» **Data items**:
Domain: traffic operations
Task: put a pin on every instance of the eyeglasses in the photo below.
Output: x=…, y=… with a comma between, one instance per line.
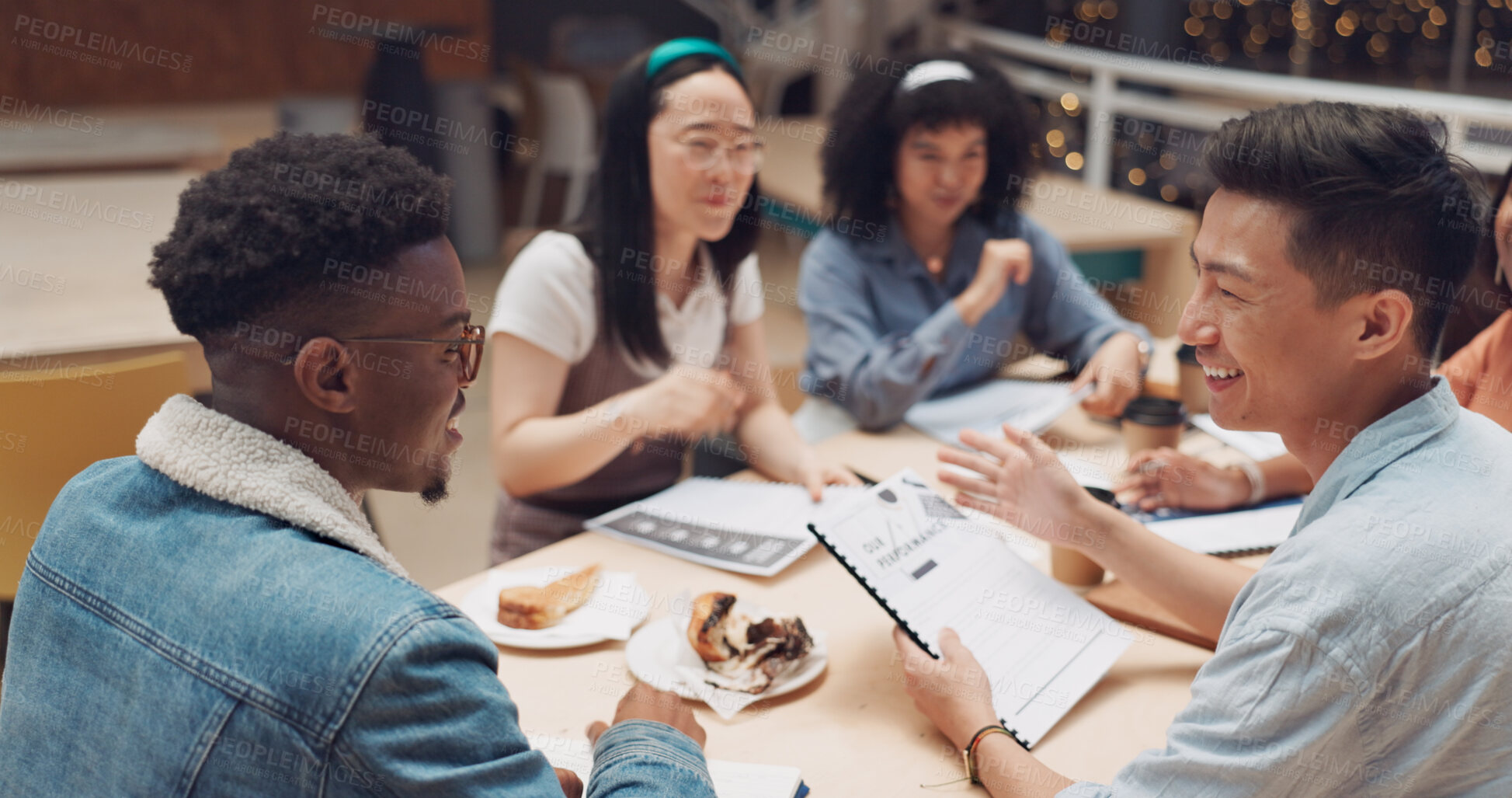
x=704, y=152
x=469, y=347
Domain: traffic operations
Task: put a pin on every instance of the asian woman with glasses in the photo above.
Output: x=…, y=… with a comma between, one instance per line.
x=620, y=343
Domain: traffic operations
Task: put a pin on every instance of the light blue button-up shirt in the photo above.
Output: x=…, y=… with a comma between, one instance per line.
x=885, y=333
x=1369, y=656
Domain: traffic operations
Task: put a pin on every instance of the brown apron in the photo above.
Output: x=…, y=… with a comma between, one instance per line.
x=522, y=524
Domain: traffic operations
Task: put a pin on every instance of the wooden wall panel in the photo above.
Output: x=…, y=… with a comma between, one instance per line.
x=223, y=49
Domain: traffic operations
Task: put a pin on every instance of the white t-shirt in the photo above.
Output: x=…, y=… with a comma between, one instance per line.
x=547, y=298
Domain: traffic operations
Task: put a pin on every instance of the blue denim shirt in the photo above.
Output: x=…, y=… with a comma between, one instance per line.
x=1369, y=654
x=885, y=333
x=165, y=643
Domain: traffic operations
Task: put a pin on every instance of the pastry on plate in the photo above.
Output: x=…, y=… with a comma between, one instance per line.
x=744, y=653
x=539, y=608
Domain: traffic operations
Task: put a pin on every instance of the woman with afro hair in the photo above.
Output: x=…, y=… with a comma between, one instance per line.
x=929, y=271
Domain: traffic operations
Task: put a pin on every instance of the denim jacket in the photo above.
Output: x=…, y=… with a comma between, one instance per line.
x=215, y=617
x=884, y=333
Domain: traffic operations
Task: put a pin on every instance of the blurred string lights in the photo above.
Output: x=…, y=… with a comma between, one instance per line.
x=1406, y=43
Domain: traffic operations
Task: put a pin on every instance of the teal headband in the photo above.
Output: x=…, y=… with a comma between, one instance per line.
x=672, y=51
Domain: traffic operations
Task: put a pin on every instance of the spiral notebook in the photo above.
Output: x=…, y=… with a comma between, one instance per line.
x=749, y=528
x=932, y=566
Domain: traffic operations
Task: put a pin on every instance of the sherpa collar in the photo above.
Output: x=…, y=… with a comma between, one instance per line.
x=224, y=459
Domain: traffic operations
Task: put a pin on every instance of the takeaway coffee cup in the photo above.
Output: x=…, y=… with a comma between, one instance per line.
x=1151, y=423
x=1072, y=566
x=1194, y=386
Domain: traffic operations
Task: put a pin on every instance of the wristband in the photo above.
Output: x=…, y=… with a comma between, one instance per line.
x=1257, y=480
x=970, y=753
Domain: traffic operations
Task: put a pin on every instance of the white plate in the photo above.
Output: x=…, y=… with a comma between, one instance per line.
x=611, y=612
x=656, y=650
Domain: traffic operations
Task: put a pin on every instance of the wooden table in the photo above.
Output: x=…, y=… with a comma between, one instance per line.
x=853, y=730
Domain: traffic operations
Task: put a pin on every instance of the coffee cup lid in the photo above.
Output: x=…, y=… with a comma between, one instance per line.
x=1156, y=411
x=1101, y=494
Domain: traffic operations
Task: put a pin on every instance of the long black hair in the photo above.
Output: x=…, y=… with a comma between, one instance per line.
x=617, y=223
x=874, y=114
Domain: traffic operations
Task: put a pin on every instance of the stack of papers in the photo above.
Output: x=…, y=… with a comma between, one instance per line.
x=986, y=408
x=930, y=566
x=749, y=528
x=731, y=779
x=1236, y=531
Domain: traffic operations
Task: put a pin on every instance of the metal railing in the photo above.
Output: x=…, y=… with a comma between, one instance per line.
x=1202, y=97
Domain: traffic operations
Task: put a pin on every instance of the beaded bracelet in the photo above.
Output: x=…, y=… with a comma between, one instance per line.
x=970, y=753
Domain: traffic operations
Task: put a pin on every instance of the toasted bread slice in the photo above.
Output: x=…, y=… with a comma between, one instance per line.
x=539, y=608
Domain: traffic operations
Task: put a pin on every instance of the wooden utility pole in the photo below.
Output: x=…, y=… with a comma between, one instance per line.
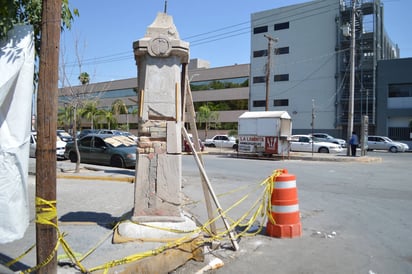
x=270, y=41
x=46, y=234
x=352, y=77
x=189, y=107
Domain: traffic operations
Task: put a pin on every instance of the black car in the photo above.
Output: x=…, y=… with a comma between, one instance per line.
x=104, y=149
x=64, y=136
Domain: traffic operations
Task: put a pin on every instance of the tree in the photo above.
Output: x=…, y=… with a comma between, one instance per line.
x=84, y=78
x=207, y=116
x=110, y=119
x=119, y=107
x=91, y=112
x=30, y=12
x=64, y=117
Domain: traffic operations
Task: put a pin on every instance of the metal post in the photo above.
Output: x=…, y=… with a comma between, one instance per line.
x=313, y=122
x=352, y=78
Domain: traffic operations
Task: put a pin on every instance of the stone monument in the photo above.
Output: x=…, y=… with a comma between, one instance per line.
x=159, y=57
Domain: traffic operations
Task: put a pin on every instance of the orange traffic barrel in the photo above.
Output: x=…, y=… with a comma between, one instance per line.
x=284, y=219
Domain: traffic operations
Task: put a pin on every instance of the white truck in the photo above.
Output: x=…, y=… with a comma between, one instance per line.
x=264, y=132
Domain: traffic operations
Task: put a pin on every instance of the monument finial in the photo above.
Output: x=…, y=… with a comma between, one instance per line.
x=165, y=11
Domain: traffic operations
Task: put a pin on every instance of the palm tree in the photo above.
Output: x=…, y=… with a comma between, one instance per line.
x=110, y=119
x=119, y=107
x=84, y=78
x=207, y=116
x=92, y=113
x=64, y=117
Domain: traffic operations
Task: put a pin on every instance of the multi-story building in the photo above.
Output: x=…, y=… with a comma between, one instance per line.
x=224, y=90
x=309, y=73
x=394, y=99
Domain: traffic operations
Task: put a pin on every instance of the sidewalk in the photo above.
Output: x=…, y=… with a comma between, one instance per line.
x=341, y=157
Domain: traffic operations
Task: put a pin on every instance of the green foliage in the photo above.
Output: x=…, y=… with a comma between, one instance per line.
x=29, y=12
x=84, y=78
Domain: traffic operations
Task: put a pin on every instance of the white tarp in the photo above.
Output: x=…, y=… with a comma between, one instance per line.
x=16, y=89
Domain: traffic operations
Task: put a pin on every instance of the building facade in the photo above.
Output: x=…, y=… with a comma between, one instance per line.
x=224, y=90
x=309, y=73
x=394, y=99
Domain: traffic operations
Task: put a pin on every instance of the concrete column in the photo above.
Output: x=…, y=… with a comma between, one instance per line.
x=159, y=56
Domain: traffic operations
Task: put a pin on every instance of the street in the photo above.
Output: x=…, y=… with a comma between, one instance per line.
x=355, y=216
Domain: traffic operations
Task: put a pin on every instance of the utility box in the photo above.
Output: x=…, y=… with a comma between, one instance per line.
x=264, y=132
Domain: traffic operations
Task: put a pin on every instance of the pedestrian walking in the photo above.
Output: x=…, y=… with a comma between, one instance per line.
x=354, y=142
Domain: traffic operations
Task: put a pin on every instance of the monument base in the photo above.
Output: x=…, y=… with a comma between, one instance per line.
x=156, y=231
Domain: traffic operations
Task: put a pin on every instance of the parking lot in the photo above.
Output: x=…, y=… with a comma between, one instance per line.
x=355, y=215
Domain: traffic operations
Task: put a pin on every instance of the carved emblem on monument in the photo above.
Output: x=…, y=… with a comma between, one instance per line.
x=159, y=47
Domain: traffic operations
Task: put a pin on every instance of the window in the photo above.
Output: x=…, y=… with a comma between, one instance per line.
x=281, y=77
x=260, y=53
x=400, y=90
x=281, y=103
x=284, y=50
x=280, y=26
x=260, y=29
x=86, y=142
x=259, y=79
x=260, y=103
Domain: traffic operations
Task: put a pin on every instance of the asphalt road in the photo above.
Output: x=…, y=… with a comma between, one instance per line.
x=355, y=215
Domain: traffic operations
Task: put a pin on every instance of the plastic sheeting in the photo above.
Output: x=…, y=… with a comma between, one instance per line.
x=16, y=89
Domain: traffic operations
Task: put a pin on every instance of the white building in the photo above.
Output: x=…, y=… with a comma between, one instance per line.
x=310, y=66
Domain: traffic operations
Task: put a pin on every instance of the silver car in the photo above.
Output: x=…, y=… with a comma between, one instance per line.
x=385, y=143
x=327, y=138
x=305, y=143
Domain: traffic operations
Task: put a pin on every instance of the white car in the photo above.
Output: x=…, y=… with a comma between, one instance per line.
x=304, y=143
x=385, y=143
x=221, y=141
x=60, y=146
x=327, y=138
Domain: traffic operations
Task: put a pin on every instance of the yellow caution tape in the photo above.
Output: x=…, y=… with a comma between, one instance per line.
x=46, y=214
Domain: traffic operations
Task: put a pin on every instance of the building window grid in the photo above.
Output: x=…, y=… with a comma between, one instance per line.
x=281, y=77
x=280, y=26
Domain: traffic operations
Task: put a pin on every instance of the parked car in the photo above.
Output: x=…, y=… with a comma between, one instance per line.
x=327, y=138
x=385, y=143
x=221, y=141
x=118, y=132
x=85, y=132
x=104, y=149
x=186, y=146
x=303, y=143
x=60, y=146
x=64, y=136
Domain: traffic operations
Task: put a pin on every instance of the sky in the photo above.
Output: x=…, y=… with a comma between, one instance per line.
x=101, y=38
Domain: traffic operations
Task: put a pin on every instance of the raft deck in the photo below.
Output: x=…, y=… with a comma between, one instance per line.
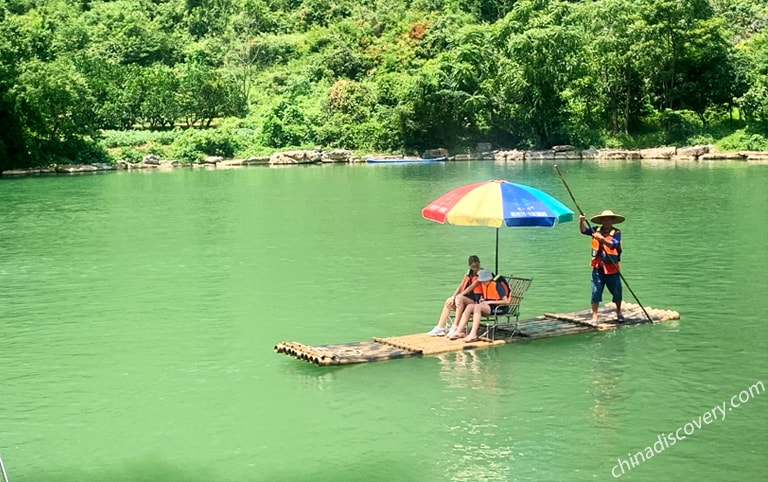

» **Exercise**: Return, from the data, each line that has the word "monument" in it.

» **Task answer**:
Task: put a pin on every instance of the stone monument in the photo above.
Task: put a pin on every instance of the monument finial in the photo above.
Task: put a pin on every instance of the monument base in the photo above.
Task: put a pin on every instance of the carved emblem on monument in the photo above.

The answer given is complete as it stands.